- _Reading passage_
= Beginning of Section =

As the name burrowing anemone suggests, the column of this animal is usually buried to a greater or lesser extent. In some individuals, the column may be completely buried, and only the oral disk and tentacles are visible. The buried portion of the column is pink or white, while the part above the substrate, if any, is green or brown. Including the buried portion, the column may reach 25 cm in height. It may be up to 10 cm in diameter. The upper third of the column is covered in longitudinal rows of rounded wart-like tubercules. They are sparse on the middle third, and usually absent on the lower third of the column.

The tentacles are slim and tapering. They are about half the width of the oral disk in length. They and the oral disk vary in color between individuals and can be green, brown, black, pink or orange. The tentacles are often banded in white. There are rarely more than five rows of tentacles circling the oral disk. They have special fighting tentacles, acrorhagi, to attack other anemones in too close proximity. When not inflated for an attack, these are inconspicuous. They appear as a single row of round, white bumps, underneath the outer row of tentacles.

Burrowing anemones are often solitary on the open coast, and are found living closer together in estuaries.

== Distribution ==
The burrowing anemone prefers sandy, shelly, muddy, or cobbled bottoms which are loose enough for the animal to bury itself. It must have something solid, such as a rock, at the bottom of the loose layer to anchor its column. This species has been documented inhabiting holes bored by clams. It is a shallow water anemone, living in the intertidal zone down to a depth of 30 m. It prefers sheltered bays to open ocean beaches. It has been found attached to pilings and floats. These animals can be found from Alaska to southern California, including Puget Sound. The type specimen referenced in the species description came from Discovery Bay, Washington.

== Life history ==
Burrowing anemones are gonochoric, which is to say that individuals are either male or female. Sexual reproduction occurs through broadcast spawning, where eggs and sperm are released into the sea to achieve fertilization. The releases of gametes appears to be coordinated, and mass spawning events have been observed at low tide. Fertilized eggs become free swimming larva.

This species is also capable of asexual reproduction through longitudinal fission. In essence, an anemone will split into two pieces, and each will become a genetic copy of the other.

Burrowing anemones are carnivores, eating unwary crabs that wander into their stinging tentacles. They are in turn preyed upon by the nudibranch Aeolidia papillosa, and likely other nudibranchs and small fish as well.

= End of Section =

- _What you will do_
[1] From the passage on the burrowing anemone, list every color that its tentacles and oral disk can have.
[2] Rewrite the paragraph of the burrowing anemone passage that begins "The burrowing anemone prefers sandy" as a short bulleted list that keeps its main facts.
The rows that follow have nothing to do with the burrowing anemone passage.

- _Information shown_

= Beginning of Section =

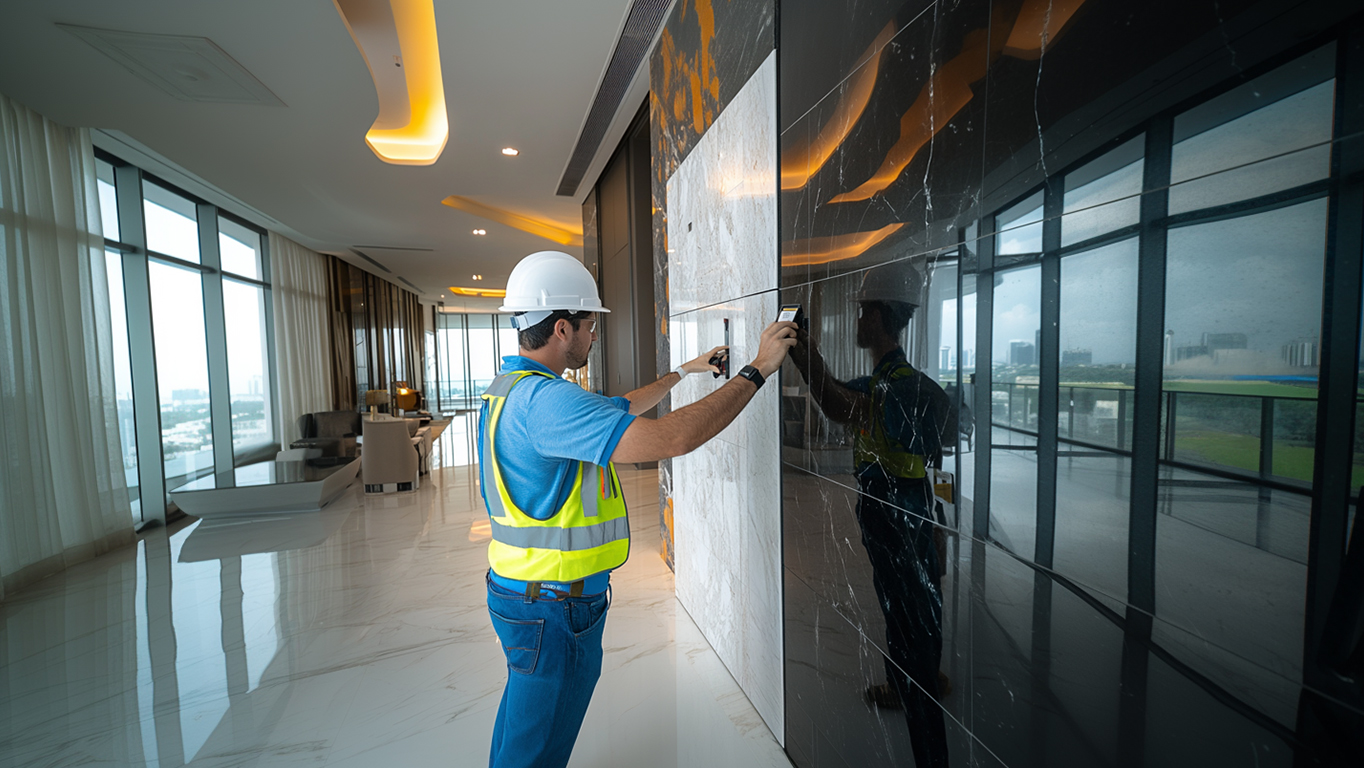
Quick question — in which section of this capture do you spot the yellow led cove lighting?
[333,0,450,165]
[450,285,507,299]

= End of Section =
= Beginning of Section =

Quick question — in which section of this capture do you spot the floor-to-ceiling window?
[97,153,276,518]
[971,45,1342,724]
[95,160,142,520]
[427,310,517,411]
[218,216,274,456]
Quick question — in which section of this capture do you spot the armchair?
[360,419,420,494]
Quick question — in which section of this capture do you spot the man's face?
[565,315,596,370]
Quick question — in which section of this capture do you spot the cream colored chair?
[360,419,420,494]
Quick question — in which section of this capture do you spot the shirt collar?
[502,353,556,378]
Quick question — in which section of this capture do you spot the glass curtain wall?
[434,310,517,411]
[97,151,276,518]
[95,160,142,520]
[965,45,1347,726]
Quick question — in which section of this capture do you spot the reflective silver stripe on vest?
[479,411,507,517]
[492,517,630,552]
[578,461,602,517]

= End of Section =
= Beginning of Section =

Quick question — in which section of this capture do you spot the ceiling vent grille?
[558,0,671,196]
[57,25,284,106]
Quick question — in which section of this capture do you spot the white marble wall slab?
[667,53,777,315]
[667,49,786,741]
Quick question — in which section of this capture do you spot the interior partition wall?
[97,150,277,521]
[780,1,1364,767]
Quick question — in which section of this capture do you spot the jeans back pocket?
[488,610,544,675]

= End of Section =

- _Answers below_
[1] Green, brown, black, pink, orange

[2]
- Lives on sandy, shelly, muddy, or cobbled bottoms loose enough to bury itself in
- Needs something solid, such as a rock, under the loose layer to anchor its column
- Has been documented in holes bored by clams
- Lives in shallow water, from the intertidal zone down to 30 m
- Prefers sheltered bays to open ocean beaches
- Has been found attached to pilings and floats
- Ranges from Alaska to southern California, including Puget Sound
- The type specimen came from Discovery Bay, Washington